■ Exercise directions: Arrange every line of the records below as a numbered list, leaving out any blank lines.

■ Stored data:
========================================================================
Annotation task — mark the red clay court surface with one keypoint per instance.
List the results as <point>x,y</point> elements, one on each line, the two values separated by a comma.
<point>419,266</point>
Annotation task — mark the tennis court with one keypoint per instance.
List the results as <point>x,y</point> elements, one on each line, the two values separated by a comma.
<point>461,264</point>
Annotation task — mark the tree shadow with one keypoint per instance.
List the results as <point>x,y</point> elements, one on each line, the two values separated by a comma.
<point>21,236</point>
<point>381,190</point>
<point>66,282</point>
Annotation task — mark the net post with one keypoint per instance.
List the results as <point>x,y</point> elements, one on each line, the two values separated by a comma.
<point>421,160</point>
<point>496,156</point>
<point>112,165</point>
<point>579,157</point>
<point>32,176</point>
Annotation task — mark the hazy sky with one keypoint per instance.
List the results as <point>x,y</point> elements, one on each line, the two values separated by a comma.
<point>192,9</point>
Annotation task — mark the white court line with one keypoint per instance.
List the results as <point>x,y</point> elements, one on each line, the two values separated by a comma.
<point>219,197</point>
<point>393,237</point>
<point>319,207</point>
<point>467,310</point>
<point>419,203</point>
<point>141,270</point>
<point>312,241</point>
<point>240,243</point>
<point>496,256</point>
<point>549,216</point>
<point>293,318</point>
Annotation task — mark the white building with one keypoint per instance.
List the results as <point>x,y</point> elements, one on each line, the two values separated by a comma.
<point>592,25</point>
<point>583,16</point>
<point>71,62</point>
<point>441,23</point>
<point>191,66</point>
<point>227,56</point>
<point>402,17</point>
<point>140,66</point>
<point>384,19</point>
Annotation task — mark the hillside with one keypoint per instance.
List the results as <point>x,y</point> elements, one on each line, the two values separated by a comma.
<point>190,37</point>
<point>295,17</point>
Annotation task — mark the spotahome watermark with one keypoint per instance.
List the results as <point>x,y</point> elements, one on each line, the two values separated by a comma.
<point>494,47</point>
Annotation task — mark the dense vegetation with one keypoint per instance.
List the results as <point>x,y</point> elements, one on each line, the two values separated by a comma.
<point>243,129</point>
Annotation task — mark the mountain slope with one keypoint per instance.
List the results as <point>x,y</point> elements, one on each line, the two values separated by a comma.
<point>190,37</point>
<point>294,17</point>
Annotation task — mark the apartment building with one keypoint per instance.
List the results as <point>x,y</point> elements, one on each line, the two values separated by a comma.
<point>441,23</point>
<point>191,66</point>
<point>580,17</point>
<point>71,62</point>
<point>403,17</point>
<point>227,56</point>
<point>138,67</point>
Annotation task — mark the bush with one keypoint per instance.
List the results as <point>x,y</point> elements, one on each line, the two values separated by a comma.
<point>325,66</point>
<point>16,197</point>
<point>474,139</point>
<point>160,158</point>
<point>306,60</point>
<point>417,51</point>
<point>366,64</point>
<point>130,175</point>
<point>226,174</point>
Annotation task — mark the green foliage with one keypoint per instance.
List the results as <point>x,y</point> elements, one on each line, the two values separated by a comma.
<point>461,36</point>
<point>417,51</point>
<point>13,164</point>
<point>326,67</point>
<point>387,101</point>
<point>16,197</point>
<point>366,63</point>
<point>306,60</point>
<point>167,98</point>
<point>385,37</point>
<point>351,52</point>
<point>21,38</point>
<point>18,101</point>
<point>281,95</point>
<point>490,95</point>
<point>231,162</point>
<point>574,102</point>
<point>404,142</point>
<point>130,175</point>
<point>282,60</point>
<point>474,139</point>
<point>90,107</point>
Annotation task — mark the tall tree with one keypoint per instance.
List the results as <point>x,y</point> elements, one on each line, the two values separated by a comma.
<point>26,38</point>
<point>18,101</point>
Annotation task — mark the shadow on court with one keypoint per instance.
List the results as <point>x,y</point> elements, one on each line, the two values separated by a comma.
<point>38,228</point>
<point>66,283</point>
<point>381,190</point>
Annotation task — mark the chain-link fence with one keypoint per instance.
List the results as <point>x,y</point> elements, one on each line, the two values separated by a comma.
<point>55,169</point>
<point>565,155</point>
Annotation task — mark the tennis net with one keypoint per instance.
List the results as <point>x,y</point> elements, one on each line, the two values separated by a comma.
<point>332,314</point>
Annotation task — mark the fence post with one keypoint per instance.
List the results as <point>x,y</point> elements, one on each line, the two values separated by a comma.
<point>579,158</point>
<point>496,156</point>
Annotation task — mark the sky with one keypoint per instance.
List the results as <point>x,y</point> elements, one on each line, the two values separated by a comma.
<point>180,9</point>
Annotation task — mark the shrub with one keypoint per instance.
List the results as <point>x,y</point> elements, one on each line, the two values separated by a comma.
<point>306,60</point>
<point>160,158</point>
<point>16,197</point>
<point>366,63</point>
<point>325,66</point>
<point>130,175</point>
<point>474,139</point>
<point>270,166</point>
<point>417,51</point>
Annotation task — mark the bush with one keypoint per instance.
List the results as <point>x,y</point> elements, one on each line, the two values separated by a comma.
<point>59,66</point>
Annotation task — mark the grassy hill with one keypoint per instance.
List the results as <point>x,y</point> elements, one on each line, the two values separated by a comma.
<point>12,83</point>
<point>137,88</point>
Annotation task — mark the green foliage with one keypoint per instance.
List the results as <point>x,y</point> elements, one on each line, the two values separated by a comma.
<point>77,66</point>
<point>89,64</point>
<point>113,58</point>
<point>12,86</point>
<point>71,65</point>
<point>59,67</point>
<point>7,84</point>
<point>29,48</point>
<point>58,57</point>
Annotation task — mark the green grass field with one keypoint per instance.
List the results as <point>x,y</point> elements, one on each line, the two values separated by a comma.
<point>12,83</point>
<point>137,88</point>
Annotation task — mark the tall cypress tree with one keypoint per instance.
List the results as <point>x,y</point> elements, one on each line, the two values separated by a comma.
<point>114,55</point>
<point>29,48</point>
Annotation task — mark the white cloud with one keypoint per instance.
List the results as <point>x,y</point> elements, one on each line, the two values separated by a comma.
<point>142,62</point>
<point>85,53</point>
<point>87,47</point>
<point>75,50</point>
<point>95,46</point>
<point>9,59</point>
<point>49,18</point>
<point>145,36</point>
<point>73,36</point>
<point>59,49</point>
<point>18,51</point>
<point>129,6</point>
========================================================================
■ Result below:
1. Annotation task — mark the red clay court surface with one keypoint per instance.
2. List the results as <point>x,y</point> elements, one on each line, the two values separated by a comma.
3. <point>419,266</point>
4. Annotation task — mark the tennis court with one keypoint per instance.
5. List the results as <point>x,y</point> elements, one on each line, the two values separated by a comma.
6. <point>461,264</point>
7. Annotation task — mark the tree shadow with one keypoint per instance.
8. List the results as <point>x,y</point> elements, one on each line, the two values separated by a comma.
9. <point>21,236</point>
10. <point>381,190</point>
11. <point>66,282</point>
12. Annotation task — mark the net post with one keypoint per instance.
13. List the results as <point>x,y</point> elements, one on each line, the two values separated by a comma.
14. <point>421,160</point>
15. <point>496,156</point>
16. <point>112,165</point>
17. <point>579,157</point>
18. <point>32,176</point>
19. Annotation task — mark the hazy sky with one keypoint per instance.
20. List the results as <point>x,y</point> elements, one on each line, the two values separated by a comma.
21. <point>192,9</point>
22. Annotation task — mark the white court line with one keypoint per instance.
23. List the results as <point>x,y</point> elements, one on each line, the two values separated by a comma.
24. <point>219,197</point>
25. <point>393,237</point>
26. <point>319,207</point>
27. <point>467,310</point>
28. <point>419,203</point>
29. <point>141,270</point>
30. <point>312,241</point>
31. <point>240,243</point>
32. <point>496,256</point>
33. <point>549,216</point>
34. <point>293,318</point>
35. Annotation task — mark the white building with one keypoint per instance.
36. List the results as <point>x,y</point> elements, one on each line, the two values separated by a comma.
37. <point>592,25</point>
38. <point>583,16</point>
39. <point>71,62</point>
40. <point>441,23</point>
41. <point>191,66</point>
42. <point>227,56</point>
43. <point>402,17</point>
44. <point>140,66</point>
45. <point>384,19</point>
46. Annotation task — mark the hillside with one keypoint per instance.
47. List the results as <point>x,y</point> elements, one on each line, the two values separated by a comma.
48. <point>190,37</point>
49. <point>295,17</point>
50. Annotation task — mark the spotahome watermark with one keypoint per instance.
51. List the results as <point>x,y</point> elements, one on each line, the two values separated by a comma.
52. <point>494,47</point>
53. Annotation task — mark the dense vegetation with one keypoint per instance.
54. List the results as <point>x,y</point> elements, one on each line, the two values separated by a comma.
55. <point>243,129</point>
56. Annotation task — mark the mountain slope with one keypoint per instance.
57. List the results as <point>x,y</point> elements, one on each line, the two values separated by a comma.
58. <point>190,37</point>
59. <point>294,17</point>
60. Annotation task — mark the apartment building with one keypoint per instance.
61. List the results as <point>x,y</point> elements, one on each line, the two values separated by a comma.
62. <point>441,23</point>
63. <point>191,66</point>
64. <point>580,17</point>
65. <point>71,62</point>
66. <point>403,17</point>
67. <point>227,56</point>
68. <point>138,67</point>
69. Annotation task — mark the bush with one keypoint per instance.
70. List the results as <point>x,y</point> elements, one on each line, the two values separated by a comma.
71. <point>325,66</point>
72. <point>16,197</point>
73. <point>474,139</point>
74. <point>160,158</point>
75. <point>306,60</point>
76. <point>417,51</point>
77. <point>366,64</point>
78. <point>130,175</point>
79. <point>226,174</point>
80. Annotation task — mark the green foliage with one keypoint per instance.
81. List the results as <point>x,y</point> elements, one on each line, the two values separated by a comma.
82. <point>461,36</point>
83. <point>417,51</point>
84. <point>13,164</point>
85. <point>326,67</point>
86. <point>387,101</point>
87. <point>16,197</point>
88. <point>366,63</point>
89. <point>306,60</point>
90. <point>167,98</point>
91. <point>385,37</point>
92. <point>351,52</point>
93. <point>21,38</point>
94. <point>18,101</point>
95. <point>281,95</point>
96. <point>490,95</point>
97. <point>231,162</point>
98. <point>574,102</point>
99. <point>404,142</point>
100. <point>130,175</point>
101. <point>282,60</point>
102. <point>474,139</point>
103. <point>90,107</point>
104. Annotation task — mark the tall tree with one keypoint per instance.
105. List the results as <point>x,y</point> elements, one on each line, the two values separated by a comma.
106. <point>26,38</point>
107. <point>18,101</point>
108. Annotation task — mark the shadow on court with one keypoint per instance.
109. List the results as <point>x,y</point> elements, one on each line, the two values separated by a comma.
110. <point>38,228</point>
111. <point>66,283</point>
112. <point>381,190</point>
113. Annotation task — mark the chain-link fence with one keypoint per instance.
114. List the results as <point>x,y</point> elements, one on each line, the two values separated by a comma.
115. <point>55,169</point>
116. <point>565,155</point>
117. Annotation task — mark the tennis net with one keypoint per instance.
118. List the results as <point>x,y</point> elements, one on each line, the two values separated by a comma.
119. <point>332,314</point>
120. Annotation task — mark the fence post with one keypoint per instance.
121. List the results as <point>x,y</point> elements, one on each line, the two values separated by a comma.
122. <point>579,158</point>
123. <point>496,156</point>
124. Annotation task — mark the sky with one keypoint per instance.
125. List the results as <point>x,y</point> elements, one on each line, the two values separated by a comma.
126. <point>180,9</point>
127. Annotation task — mark the shrub with one keypoint per instance.
128. List the results as <point>x,y</point> elements, one on each line, the two values separated by a comma.
129. <point>306,60</point>
130. <point>160,158</point>
131. <point>16,197</point>
132. <point>366,63</point>
133. <point>325,66</point>
134. <point>130,175</point>
135. <point>474,139</point>
136. <point>270,166</point>
137. <point>417,51</point>
138. Annotation task — mark the bush with one keypoint per instance.
139. List the results as <point>x,y</point> elements, one on each line, the two values separated by a comma.
140. <point>59,66</point>
141. Annotation task — mark the grassy hill with one keypoint per instance.
142. List the results as <point>x,y</point> elements, one on each line, the two values separated by a comma.
143. <point>12,83</point>
144. <point>137,88</point>
145. Annotation task — mark the green foliage with one keypoint per instance.
146. List the results as <point>x,y</point> elements, one on each line, the two values separated by a comma.
147. <point>77,66</point>
148. <point>89,64</point>
149. <point>113,58</point>
150. <point>12,86</point>
151. <point>71,65</point>
152. <point>59,67</point>
153. <point>7,84</point>
154. <point>29,48</point>
155. <point>58,57</point>
156. Annotation task — mark the green grass field with one keypoint per instance.
157. List the results as <point>x,y</point> elements, one on each line, the two values separated by a comma.
158. <point>12,83</point>
159. <point>137,88</point>
160. Annotation task — mark the tall cypress tree with one keypoint per instance.
161. List the results as <point>x,y</point> elements, one on each line, the two values separated by a comma.
162. <point>114,55</point>
163. <point>29,48</point>
164. Annotation task — mark the white cloud with one keypoint per instance.
165. List the results as <point>x,y</point> elements, one on each line, the two values separated by a comma.
166. <point>142,62</point>
167. <point>85,53</point>
168. <point>87,47</point>
169. <point>75,50</point>
170. <point>95,46</point>
171. <point>9,59</point>
172. <point>49,18</point>
173. <point>145,36</point>
174. <point>73,36</point>
175. <point>59,49</point>
176. <point>18,51</point>
177. <point>129,6</point>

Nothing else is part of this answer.